### Work required:
Wherever a line in the records contains the word "surface", return that line.

### Data supplied:
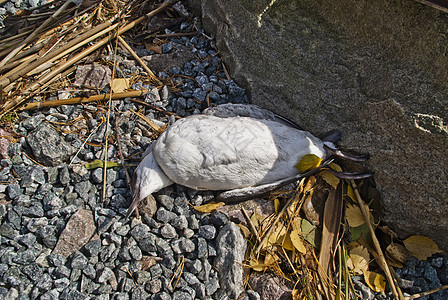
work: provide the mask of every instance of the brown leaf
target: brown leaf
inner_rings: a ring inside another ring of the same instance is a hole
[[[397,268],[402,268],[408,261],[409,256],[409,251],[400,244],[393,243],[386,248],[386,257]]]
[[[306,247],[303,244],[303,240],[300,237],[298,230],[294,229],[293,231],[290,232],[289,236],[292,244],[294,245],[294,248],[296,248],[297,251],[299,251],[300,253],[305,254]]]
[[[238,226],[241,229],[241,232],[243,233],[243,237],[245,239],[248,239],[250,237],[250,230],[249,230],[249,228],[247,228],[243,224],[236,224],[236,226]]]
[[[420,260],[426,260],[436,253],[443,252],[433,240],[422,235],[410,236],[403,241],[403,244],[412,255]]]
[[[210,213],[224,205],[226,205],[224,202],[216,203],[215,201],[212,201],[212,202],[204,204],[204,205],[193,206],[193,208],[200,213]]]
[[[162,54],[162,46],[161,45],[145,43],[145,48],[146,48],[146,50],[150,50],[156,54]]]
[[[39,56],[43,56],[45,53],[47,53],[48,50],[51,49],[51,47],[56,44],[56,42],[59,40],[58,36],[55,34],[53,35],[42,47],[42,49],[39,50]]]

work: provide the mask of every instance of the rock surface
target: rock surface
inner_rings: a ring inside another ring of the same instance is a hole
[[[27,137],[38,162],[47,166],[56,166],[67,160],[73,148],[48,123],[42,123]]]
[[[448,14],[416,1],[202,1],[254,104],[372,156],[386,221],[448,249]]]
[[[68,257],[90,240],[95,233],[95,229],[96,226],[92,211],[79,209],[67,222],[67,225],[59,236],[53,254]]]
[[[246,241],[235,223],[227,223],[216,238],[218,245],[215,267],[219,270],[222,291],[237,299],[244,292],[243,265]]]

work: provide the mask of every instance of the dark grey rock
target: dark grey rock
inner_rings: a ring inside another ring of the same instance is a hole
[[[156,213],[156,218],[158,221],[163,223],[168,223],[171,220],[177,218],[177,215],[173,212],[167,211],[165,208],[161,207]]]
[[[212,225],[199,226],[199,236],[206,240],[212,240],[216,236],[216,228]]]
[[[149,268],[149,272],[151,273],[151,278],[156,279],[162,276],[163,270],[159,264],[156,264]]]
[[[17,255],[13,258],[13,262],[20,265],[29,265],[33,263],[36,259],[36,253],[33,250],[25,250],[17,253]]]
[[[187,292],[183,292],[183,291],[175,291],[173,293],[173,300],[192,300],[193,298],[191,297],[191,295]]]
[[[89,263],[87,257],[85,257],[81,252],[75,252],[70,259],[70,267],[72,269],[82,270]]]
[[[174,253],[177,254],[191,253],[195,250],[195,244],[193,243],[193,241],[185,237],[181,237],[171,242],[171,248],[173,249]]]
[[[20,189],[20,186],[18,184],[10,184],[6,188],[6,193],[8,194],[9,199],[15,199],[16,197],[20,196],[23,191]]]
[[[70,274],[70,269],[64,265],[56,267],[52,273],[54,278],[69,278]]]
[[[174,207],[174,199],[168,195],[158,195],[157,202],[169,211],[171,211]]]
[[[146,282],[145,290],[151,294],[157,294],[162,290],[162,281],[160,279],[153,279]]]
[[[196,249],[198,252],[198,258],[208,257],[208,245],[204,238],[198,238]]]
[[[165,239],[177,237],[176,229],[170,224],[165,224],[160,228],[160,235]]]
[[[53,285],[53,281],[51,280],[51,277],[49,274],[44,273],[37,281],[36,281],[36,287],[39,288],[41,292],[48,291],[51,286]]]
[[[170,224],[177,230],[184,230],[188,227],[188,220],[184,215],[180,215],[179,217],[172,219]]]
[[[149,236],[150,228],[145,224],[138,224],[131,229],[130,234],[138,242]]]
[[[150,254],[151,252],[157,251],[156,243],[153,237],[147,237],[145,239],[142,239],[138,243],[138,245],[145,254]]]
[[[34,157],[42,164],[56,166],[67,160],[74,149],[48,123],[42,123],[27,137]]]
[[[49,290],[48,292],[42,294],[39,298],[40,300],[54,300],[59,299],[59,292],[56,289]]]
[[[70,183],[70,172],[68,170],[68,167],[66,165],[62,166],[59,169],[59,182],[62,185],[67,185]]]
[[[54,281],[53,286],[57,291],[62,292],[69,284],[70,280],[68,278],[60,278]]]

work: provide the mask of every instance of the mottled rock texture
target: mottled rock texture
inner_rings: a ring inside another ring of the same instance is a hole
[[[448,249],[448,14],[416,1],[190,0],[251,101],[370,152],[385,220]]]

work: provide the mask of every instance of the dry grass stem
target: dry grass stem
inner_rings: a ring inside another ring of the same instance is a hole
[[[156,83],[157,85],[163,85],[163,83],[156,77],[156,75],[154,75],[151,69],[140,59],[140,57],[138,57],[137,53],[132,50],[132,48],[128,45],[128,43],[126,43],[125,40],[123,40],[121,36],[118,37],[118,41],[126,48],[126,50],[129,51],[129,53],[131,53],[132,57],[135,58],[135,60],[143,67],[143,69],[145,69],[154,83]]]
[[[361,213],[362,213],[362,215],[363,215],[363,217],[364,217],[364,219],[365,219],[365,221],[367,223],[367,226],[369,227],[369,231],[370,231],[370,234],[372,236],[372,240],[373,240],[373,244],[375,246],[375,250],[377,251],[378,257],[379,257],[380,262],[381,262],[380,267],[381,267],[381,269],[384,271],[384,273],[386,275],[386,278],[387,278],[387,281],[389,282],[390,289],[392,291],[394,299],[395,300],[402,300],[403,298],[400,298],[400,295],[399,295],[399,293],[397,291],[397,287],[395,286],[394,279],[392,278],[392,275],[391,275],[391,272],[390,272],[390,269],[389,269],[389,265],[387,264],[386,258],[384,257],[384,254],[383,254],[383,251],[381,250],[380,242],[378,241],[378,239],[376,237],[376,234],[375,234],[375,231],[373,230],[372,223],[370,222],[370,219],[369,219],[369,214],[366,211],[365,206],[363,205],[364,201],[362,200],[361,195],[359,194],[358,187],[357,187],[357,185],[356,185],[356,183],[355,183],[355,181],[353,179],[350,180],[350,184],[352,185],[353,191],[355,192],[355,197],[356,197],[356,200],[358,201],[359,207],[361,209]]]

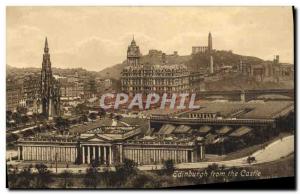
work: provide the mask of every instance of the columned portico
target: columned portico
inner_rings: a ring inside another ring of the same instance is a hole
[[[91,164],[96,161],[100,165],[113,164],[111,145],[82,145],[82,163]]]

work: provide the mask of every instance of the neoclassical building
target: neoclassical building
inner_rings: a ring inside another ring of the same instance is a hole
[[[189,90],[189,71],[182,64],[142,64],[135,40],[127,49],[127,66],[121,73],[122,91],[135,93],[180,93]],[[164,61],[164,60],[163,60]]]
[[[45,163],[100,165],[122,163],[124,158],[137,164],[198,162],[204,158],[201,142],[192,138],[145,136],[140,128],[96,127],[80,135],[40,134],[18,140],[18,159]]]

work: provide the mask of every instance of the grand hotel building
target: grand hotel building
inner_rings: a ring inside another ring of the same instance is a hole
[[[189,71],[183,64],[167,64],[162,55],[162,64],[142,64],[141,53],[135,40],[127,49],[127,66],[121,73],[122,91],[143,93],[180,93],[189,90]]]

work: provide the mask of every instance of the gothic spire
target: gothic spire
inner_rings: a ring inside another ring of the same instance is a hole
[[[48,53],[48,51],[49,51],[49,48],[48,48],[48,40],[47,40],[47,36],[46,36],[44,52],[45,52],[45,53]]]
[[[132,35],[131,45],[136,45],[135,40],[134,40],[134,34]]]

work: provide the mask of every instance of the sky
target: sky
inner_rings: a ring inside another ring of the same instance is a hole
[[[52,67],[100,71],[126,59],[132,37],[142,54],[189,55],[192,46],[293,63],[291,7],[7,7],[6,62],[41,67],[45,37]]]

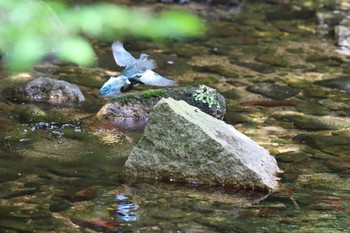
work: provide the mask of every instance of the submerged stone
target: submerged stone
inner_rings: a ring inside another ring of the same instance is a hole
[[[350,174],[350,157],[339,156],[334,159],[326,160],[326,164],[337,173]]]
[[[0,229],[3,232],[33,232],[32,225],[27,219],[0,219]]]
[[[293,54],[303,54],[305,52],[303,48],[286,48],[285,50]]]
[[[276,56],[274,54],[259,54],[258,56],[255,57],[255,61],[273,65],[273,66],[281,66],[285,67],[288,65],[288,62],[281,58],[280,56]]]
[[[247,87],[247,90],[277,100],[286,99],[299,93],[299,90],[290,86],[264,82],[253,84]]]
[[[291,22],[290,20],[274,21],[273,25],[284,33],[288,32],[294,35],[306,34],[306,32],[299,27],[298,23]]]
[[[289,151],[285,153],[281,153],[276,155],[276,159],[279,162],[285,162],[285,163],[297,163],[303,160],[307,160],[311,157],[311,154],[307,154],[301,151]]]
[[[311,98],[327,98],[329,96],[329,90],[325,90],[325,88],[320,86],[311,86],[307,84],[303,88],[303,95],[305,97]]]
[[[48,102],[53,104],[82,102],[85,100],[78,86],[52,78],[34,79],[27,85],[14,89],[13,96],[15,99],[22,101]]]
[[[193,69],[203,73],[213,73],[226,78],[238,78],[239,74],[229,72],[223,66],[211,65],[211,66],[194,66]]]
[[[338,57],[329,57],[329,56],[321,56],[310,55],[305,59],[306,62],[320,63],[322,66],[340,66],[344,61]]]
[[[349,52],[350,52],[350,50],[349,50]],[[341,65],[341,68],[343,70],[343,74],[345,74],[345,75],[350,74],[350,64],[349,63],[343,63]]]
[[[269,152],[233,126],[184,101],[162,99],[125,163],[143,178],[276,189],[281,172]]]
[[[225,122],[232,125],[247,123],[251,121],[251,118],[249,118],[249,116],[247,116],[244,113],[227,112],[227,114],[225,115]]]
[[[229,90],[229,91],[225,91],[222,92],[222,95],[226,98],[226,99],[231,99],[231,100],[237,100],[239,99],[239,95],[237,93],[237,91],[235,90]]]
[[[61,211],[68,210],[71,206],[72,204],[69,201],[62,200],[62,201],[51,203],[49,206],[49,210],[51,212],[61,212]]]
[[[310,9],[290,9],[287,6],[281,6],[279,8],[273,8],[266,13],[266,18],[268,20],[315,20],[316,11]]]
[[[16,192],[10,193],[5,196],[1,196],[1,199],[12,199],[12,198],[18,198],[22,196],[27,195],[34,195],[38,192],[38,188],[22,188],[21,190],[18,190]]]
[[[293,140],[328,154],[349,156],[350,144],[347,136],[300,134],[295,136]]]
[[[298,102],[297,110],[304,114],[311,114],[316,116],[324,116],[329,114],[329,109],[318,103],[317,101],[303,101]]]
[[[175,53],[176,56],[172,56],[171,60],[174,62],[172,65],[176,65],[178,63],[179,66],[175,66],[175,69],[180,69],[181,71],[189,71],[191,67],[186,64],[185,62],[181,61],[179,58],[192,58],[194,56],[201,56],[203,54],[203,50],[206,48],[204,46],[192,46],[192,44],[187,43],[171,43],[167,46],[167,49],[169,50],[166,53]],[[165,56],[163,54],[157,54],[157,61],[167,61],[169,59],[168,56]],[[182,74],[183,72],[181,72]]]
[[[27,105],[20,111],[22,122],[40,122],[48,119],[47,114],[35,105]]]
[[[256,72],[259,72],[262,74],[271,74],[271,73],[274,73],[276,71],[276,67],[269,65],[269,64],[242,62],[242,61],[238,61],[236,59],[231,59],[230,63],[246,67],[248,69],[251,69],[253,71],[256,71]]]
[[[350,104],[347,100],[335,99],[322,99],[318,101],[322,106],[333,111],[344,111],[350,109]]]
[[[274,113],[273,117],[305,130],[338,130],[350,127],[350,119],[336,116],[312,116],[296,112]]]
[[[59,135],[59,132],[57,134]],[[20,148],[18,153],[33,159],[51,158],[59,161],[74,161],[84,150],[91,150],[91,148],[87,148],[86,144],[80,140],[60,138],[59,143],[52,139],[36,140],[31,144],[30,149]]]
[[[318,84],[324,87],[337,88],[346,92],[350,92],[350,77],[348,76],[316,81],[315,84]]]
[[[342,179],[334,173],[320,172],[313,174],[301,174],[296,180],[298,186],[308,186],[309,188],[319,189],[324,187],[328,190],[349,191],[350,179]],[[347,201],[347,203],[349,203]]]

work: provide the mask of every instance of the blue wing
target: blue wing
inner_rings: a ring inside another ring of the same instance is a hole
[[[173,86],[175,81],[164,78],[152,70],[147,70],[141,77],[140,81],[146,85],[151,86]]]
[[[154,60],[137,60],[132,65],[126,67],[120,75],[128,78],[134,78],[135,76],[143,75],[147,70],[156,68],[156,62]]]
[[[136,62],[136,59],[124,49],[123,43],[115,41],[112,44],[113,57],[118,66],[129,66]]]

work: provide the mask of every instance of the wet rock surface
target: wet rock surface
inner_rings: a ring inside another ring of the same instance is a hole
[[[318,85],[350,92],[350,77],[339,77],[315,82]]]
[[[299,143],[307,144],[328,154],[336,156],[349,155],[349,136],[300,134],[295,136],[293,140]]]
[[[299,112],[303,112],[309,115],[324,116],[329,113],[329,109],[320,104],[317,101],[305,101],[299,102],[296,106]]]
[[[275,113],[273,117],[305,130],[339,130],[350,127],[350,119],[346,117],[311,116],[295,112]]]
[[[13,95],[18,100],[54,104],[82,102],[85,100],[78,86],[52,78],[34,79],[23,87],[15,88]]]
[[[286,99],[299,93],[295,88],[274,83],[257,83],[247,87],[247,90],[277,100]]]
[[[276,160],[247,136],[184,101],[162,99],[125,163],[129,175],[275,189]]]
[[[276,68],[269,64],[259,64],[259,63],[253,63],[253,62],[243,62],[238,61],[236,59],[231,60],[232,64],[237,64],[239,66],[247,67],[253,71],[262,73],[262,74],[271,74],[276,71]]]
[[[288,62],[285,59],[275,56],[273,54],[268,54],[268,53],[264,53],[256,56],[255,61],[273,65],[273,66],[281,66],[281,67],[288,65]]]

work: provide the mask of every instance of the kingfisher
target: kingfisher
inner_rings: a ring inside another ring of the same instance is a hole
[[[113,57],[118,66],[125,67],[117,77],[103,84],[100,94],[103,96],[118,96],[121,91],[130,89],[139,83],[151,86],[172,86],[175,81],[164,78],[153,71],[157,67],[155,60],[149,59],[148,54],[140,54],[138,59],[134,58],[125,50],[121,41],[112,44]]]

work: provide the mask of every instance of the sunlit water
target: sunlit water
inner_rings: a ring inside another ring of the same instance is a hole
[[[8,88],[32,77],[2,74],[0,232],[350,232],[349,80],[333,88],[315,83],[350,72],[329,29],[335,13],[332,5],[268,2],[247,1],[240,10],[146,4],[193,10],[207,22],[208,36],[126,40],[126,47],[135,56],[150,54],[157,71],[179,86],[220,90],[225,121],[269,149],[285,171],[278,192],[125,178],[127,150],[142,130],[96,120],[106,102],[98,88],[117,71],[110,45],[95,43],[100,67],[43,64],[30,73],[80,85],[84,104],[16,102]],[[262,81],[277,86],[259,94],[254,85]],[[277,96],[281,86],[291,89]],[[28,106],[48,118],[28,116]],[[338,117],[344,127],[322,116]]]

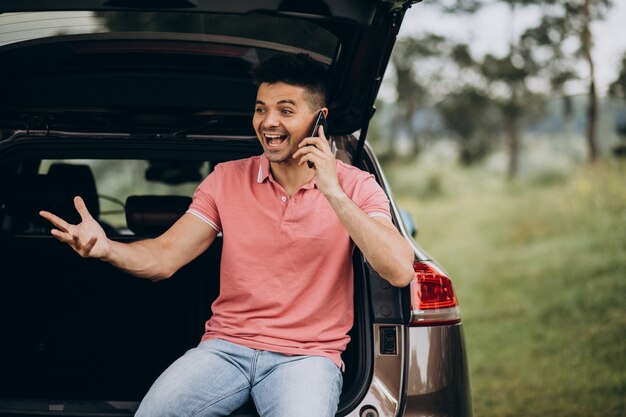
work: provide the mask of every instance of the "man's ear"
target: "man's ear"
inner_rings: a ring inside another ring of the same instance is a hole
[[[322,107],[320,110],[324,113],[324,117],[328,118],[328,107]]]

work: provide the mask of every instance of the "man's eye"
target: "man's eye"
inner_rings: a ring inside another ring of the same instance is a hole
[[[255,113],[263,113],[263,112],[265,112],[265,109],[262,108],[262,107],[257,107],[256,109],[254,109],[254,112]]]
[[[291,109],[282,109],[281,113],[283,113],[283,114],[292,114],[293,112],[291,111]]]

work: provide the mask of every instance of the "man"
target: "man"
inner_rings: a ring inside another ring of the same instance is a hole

### Written reply:
work: provide the mask of every instance of the rock surface
target: rock surface
work: provide the mask of every instance of the wet rock surface
target: wet rock surface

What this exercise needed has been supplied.